Segmentation mask data:
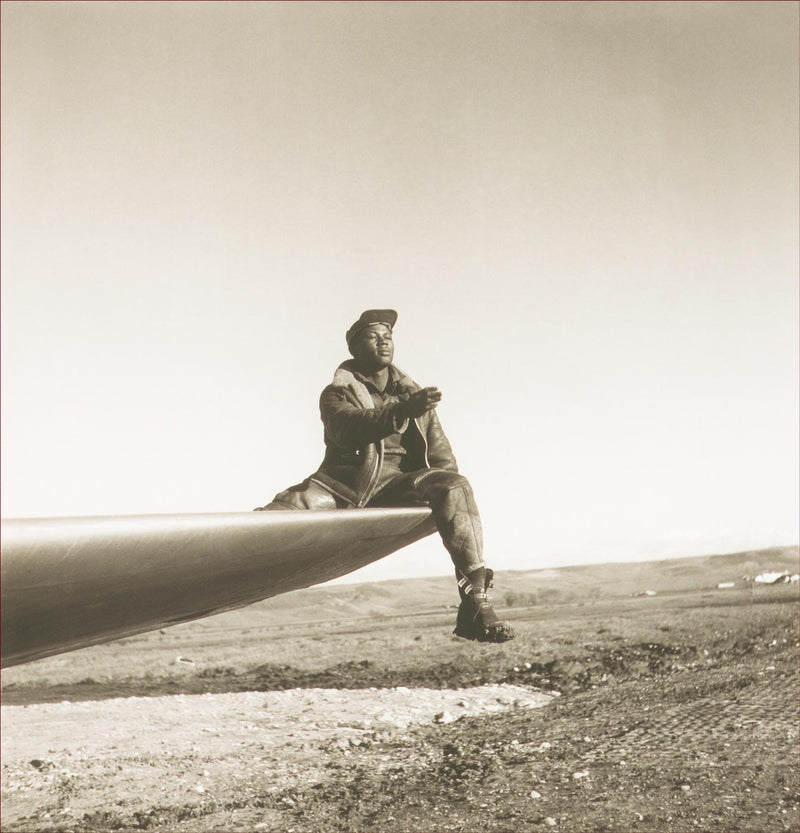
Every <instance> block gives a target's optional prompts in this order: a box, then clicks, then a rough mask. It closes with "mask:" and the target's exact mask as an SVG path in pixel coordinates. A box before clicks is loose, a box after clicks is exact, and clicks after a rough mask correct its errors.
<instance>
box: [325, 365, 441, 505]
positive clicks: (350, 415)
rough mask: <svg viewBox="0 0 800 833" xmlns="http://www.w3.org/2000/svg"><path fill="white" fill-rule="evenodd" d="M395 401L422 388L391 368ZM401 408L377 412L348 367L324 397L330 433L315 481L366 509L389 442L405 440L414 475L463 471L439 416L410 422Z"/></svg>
mask: <svg viewBox="0 0 800 833" xmlns="http://www.w3.org/2000/svg"><path fill="white" fill-rule="evenodd" d="M389 372H390V375H391V378H392V379H393V380H394V383H395V384H394V395H395V396H397V397H398V398H399V399H400V401H401V402H402V401H403V400H404V399H406V398H408V396H409V395H410V394H412V393H415V392H416V391H418V390H420V387H419V385H417V384H416V382H414V381H413V380H412V379H410V378H409V377H408V376H407V375H406V374H405V373H403V371H402V370H400V369H399V368H397V367H395V366H394V365H392V366H391V367H390V368H389ZM399 405H400V402H389V403H387V404H386V405H383V406H381V407H376V406H375V403H374V402H373V400H372V397H371V396H370V393H369V390H368V389H367V387H366V385H365V384H364V383H363V382H361V381H359V379H357V378H356V375H355V368H354V363H353V362H352V361H351V360H348V361H346V362H343V363H342V364H341V365H339V367H338V368H337V370H336V373H335V374H334V377H333V383H332V384H330V385H328V386H327V387H326V388H325V390H323V391H322V395H321V396H320V400H319V409H320V417H321V419H322V423H323V425H324V427H325V459H324V460H323V461H322V464H321V465H320V467H319V469H318V470H317V471H316V472H315V473H314V474H313V475H311V480H313V481H315V482H316V483H319V484H320V485H321V486H324V487H325V488H326V489H327V490H328V491H329V492H331V493H332V494H333V495H335V496H336V497H338V498H339V499H341V500H343V501H344V502H345V503H346V504H347V505H348V506H350V507H356V508H360V507H362V506H366V505H367V504H368V503H369V501H370V500H371V499H372V497H373V496H374V494H375V491H376V489H377V488H378V486H379V484H380V482H381V477H380V475H381V470H382V468H383V462H384V442H383V441H384V439H385V438H386V437H389V436H390V435H392V434H395V433H400V434H402V435H403V444H404V446H405V447H406V450H407V457H408V459H407V461H406V463H405V465H406V467H407V468H408V470H409V471H416V470H421V469H429V468H436V469H445V470H446V471H453V472H457V471H458V465H457V463H456V459H455V457H454V455H453V449H452V448H451V447H450V443H449V442H448V440H447V437H446V436H445V433H444V431H443V430H442V426H441V424H440V423H439V419H438V417H437V416H436V412H435V411H427V412H426V413H425V414H423V415H422V416H420V417H416V418H414V419H404V418H403V417H402V416H400V415H398V413H397V411H398V406H399Z"/></svg>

Problem statement: Give the lines as a numbered list, starting at the beginning of the lines and ending at the line that contains "rough mask: <svg", with any blank lines omitted. Leave the pictures out of the list.

Reply:
1. Every <instance> block gives a target's optional prompts in this order: a box, then clicks, then a rough mask. It closes with "mask:" and the target's exact mask as an SVG path in pixel coordinates. A box before clicks is loose, a box after clicks is exact, and clicks after a rough mask correct its errors.
2. <instance>
3. box: [325, 365, 441, 505]
4. positive clicks: (350, 415)
5. rough mask: <svg viewBox="0 0 800 833" xmlns="http://www.w3.org/2000/svg"><path fill="white" fill-rule="evenodd" d="M395 401L422 388L391 368ZM401 408L377 412L348 367L324 397L330 433L315 481L366 509L389 442L405 440L414 475L463 471L439 416L410 422Z"/></svg>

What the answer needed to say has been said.